start Dataset extract

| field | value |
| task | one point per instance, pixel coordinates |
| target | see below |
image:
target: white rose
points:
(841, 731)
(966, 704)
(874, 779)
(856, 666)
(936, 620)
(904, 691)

end Dataset extract
start Dataset extract

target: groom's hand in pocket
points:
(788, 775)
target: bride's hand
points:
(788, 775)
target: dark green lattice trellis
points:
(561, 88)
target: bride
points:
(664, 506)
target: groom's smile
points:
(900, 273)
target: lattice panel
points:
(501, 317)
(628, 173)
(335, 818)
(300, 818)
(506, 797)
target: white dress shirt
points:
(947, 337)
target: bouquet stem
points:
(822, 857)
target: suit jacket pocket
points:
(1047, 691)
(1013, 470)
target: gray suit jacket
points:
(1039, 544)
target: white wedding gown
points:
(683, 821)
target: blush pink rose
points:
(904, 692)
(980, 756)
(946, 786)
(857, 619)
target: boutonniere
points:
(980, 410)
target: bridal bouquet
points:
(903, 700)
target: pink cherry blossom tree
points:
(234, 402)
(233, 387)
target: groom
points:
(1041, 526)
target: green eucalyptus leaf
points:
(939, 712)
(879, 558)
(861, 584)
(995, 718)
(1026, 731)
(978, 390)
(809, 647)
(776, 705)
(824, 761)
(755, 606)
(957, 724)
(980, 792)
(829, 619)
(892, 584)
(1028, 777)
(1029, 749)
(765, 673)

end Dataset extract
start Dataset extract

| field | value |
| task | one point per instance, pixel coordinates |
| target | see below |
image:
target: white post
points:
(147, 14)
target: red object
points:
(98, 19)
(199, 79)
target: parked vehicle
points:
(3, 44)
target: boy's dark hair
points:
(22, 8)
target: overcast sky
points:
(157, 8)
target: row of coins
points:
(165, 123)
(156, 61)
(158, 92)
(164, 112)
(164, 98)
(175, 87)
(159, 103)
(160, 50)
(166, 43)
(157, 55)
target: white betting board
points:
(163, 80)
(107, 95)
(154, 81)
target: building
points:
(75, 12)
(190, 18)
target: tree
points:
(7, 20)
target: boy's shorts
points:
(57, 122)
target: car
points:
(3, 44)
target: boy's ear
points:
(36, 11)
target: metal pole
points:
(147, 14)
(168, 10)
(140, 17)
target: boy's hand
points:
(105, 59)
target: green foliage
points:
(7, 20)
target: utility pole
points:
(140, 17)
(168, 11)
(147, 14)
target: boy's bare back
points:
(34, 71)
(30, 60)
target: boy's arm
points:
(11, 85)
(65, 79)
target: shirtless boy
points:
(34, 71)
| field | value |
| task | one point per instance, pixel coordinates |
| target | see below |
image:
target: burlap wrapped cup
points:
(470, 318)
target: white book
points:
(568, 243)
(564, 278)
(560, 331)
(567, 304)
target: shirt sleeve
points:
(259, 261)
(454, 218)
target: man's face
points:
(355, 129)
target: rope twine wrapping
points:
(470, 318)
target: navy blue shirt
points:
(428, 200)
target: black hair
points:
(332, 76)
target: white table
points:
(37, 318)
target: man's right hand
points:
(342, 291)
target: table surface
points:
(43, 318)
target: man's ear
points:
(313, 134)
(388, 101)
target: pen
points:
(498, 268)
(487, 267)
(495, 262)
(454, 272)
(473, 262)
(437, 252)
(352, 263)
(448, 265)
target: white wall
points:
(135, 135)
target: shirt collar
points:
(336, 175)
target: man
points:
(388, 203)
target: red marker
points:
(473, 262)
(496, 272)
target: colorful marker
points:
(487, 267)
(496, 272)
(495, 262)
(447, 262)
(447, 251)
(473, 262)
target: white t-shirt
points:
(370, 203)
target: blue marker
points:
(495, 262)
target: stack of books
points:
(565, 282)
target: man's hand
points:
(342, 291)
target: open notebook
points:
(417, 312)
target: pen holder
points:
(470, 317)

end Dataset extract

_What to work on:_ Starting with the line containing "target: bride's hand" and going on through the line containing "(1013, 470)", rewrite those lines of the listing with "bouquet stem" replaced by "flower stem" and everything else left as is. Give only those lines.

_Exercise answer:_
target: bride's hand
points:
(788, 775)
target: dark green lattice trellis
points:
(561, 88)
target: bride
points:
(664, 506)
target: groom's smile
points:
(900, 273)
target: lattice panel
points:
(501, 317)
(628, 173)
(335, 818)
(300, 818)
(506, 797)
target: white dress shirt
points:
(947, 337)
target: flower stem
points:
(822, 857)
target: suit jacket pocket
points:
(1047, 691)
(1013, 470)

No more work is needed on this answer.